*DATA ENTRIES:*
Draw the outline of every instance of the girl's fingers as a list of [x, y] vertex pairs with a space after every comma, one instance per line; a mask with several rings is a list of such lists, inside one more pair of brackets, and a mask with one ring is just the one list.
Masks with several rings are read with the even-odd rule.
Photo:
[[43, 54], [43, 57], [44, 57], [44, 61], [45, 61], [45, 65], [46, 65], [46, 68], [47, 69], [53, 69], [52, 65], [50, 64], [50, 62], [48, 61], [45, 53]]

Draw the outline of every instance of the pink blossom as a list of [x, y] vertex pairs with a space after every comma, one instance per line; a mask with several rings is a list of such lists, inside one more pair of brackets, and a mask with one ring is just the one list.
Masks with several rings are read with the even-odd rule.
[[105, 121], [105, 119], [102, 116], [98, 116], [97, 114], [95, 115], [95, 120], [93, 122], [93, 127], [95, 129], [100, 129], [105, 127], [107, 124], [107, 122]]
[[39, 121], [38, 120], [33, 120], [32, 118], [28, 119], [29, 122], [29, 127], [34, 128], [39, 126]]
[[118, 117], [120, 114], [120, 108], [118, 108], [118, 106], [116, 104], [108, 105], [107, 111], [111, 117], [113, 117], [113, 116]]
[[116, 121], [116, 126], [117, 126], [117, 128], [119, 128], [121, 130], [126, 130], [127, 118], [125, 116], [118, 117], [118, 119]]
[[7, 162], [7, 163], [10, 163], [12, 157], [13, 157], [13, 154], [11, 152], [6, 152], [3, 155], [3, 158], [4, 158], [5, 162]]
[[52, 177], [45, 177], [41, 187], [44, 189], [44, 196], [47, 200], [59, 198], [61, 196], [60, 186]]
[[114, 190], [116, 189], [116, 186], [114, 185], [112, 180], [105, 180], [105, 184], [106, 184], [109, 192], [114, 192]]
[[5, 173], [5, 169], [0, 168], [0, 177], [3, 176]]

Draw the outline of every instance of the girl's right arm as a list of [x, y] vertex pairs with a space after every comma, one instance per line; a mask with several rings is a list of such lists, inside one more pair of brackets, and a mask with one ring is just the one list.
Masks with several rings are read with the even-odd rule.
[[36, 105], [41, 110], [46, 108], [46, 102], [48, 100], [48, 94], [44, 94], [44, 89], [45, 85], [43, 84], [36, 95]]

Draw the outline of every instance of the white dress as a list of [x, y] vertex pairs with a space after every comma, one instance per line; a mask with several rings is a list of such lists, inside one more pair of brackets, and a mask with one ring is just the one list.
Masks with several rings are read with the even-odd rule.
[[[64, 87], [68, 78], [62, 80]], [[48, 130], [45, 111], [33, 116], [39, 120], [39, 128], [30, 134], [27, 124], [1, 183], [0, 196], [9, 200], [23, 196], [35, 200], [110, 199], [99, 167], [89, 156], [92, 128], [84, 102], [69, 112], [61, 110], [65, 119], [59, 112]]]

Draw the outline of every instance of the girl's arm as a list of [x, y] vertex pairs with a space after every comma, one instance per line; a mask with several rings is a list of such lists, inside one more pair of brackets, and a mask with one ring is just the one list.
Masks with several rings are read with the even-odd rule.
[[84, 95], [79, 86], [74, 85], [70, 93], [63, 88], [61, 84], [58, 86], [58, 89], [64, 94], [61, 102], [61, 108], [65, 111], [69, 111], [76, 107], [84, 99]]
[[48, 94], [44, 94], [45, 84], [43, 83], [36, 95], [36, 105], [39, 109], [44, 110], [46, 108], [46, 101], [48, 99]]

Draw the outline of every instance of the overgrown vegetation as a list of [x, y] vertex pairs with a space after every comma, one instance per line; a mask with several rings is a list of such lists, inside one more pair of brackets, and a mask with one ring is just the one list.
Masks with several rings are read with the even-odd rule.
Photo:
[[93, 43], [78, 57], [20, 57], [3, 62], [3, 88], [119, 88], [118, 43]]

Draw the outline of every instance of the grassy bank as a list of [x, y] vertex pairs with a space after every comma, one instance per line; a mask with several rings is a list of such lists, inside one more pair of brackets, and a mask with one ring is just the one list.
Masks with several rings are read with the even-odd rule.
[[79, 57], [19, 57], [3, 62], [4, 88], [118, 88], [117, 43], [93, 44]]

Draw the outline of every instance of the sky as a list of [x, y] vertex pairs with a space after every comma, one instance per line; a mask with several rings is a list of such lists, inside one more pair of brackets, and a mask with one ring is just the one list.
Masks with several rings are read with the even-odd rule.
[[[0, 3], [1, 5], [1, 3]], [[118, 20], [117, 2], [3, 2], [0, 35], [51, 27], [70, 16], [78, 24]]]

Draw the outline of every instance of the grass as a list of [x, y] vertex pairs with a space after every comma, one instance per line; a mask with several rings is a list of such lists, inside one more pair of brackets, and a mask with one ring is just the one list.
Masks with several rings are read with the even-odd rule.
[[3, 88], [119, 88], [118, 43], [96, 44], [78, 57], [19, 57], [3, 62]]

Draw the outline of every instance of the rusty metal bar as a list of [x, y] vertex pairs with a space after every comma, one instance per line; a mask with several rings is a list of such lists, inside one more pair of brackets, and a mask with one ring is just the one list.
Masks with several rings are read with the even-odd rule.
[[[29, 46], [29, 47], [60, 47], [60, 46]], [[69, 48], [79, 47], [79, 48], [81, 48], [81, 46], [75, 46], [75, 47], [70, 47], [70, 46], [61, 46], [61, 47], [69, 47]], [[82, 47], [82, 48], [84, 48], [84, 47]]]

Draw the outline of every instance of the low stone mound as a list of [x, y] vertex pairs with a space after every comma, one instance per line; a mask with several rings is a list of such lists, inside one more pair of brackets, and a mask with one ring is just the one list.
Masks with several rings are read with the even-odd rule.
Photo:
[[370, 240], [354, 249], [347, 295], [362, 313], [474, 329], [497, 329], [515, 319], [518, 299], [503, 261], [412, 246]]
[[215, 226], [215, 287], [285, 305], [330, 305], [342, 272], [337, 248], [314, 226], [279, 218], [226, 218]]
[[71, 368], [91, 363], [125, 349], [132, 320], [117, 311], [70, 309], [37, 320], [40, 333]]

*TASK STATEMENT:* Rewrite every item above with each "vertex pairs" changed to "point pairs", leaving everything else unchanged.

*TASK RESULT:*
Draw the outline of every instance of the girl's fingers as a list of [x, y] point pairs with a space after every comma, one instance per line; a mask with several rings is a list of such lists, inside one more pair of brackets, and a mask with one ring is just the one list.
Masks with several rings are read with the even-odd rule.
Photo:
[[43, 54], [43, 57], [44, 57], [44, 61], [45, 61], [45, 65], [46, 65], [46, 68], [47, 69], [53, 69], [52, 65], [50, 64], [50, 62], [48, 61], [45, 53]]

Draw the outline of every instance of the pink blossom as a list of [x, y] point pairs with a space after every comma, one instance per line; a mask with several rings is a list of such lists, inside one more pair of brackets, and a mask with one ring is just the one list.
Masks with several rings are read with the even-odd rule.
[[105, 121], [105, 119], [102, 116], [98, 116], [97, 114], [95, 115], [95, 120], [93, 122], [93, 127], [95, 129], [100, 129], [105, 127], [107, 124], [107, 122]]
[[39, 121], [38, 120], [33, 120], [32, 118], [28, 119], [29, 122], [29, 127], [34, 128], [39, 126]]
[[118, 117], [120, 114], [120, 108], [118, 108], [118, 106], [116, 104], [108, 105], [107, 111], [111, 117], [113, 117], [113, 116]]
[[116, 121], [116, 126], [117, 126], [117, 128], [119, 128], [121, 130], [126, 130], [127, 118], [125, 116], [118, 117], [118, 119]]
[[7, 162], [7, 163], [10, 163], [12, 157], [13, 157], [13, 154], [11, 152], [6, 152], [3, 155], [3, 158], [4, 158], [5, 162]]
[[52, 177], [45, 177], [41, 187], [44, 189], [44, 196], [47, 200], [59, 198], [61, 196], [60, 186]]
[[114, 190], [116, 189], [116, 186], [114, 185], [112, 180], [105, 180], [105, 184], [106, 184], [109, 192], [114, 192]]
[[5, 173], [5, 169], [0, 168], [0, 177], [3, 176]]

Draw the outline of every instance of the girl's right arm as a list of [x, y] point pairs with a space after every comma, one instance per line; a mask with several rings is a list of such lists, inside one more pair of brackets, and a mask with one ring is just the one list.
Masks with several rings are read with the even-odd rule.
[[36, 105], [41, 110], [46, 108], [46, 102], [48, 100], [48, 94], [44, 94], [44, 89], [45, 85], [43, 84], [36, 95]]

Draw the outline of every instance of the white dress as a list of [x, y] point pairs with a space after every comma, one instance per line; a mask with several rings is a list of such lists, inside one more pair of brackets, and a mask with one ring is just the one list.
Masks with several rings are read with the even-odd rule.
[[[64, 87], [68, 78], [62, 80]], [[48, 130], [45, 111], [33, 116], [39, 120], [39, 128], [30, 134], [27, 124], [1, 183], [0, 196], [9, 200], [23, 196], [35, 200], [110, 199], [99, 167], [89, 156], [92, 128], [84, 102], [69, 112], [61, 110], [65, 119], [59, 112]]]

Draw the outline of every instance of the girl's arm as a list of [x, y] point pairs with a space after every comma, one instance per line; a mask with several rings is a list of such lists, inside one more pair of brackets, and a mask with one ring is just the one list.
Masks with several rings are read with the even-odd rule.
[[84, 95], [79, 86], [74, 85], [70, 93], [63, 88], [61, 84], [58, 86], [58, 89], [64, 94], [61, 102], [61, 108], [65, 111], [69, 111], [76, 107], [84, 99]]
[[48, 94], [44, 94], [45, 84], [43, 83], [36, 95], [36, 105], [39, 109], [44, 110], [46, 108], [46, 101], [48, 99]]

Draw the outline of every instance of the overgrown vegetation as a list of [x, y] point pairs with a space after every comma, one instance per line; a mask with several rings is a list of such lists, inside one more pair of brackets, and a mask with one ring is just the one list.
Masks with several rings are read with the even-odd rule.
Photo:
[[93, 43], [78, 57], [20, 57], [3, 62], [3, 88], [119, 88], [118, 43]]

Draw the outline of every instance of the grassy bank as a list of [x, y] point pairs with a space after every comma, one instance per line; a mask with several rings is a list of such lists, inside one more pair of brackets, and a mask with one ring is just the one list.
Masks with several rings are read with the even-odd rule.
[[79, 57], [19, 57], [3, 62], [4, 88], [118, 88], [117, 43], [93, 44]]

Draw the outline of every instance of the sky as a list of [x, y] point pairs with a space after every comma, one instance per line; a mask with several rings is a list of such lists, inside one more pair of brackets, and a mask with one ring is just the one list.
Masks with several rings are read with the even-odd rule.
[[[0, 3], [1, 5], [1, 3]], [[118, 20], [117, 2], [3, 2], [0, 35], [51, 27], [70, 16], [78, 24]]]

Draw the outline of every instance of the grass as a list of [x, y] point pairs with a space after every comma, one instance per line; a mask with several rings is a list of such lists, inside one more pair of brackets, and a mask with one ring is just the one list.
Masks with several rings are read with the even-odd rule.
[[3, 88], [119, 88], [118, 43], [96, 44], [78, 57], [19, 57], [3, 62]]

Draw the outline of every instance of the rusty metal bar as a list of [x, y] point pairs with a space after every comma, one instance per line; a mask with several rings is a list of such lists, inside one more pair of brackets, and a mask with one ring is just the one list.
Masks with several rings are read with the even-odd rule.
[[[29, 46], [29, 47], [60, 47], [60, 46]], [[69, 48], [79, 47], [79, 48], [81, 48], [81, 46], [75, 46], [75, 47], [70, 47], [70, 46], [61, 46], [61, 47], [69, 47]], [[82, 47], [82, 48], [84, 48], [84, 47]]]

Draw the outline of every instance of the low stone mound as a list of [x, y] point pairs with a space after every comma, one instance per line; a mask with several rings is a list of such lists, inside one more pair of brackets, and a mask with one ring is just the one list.
Masks with several rings are read with the even-odd rule.
Photo:
[[370, 240], [354, 249], [347, 295], [362, 313], [474, 329], [497, 329], [515, 319], [518, 299], [503, 261], [412, 246]]
[[215, 226], [215, 287], [285, 305], [330, 305], [342, 272], [337, 248], [314, 226], [279, 218], [226, 218]]
[[71, 368], [91, 363], [125, 349], [132, 320], [117, 311], [70, 309], [37, 320], [40, 333]]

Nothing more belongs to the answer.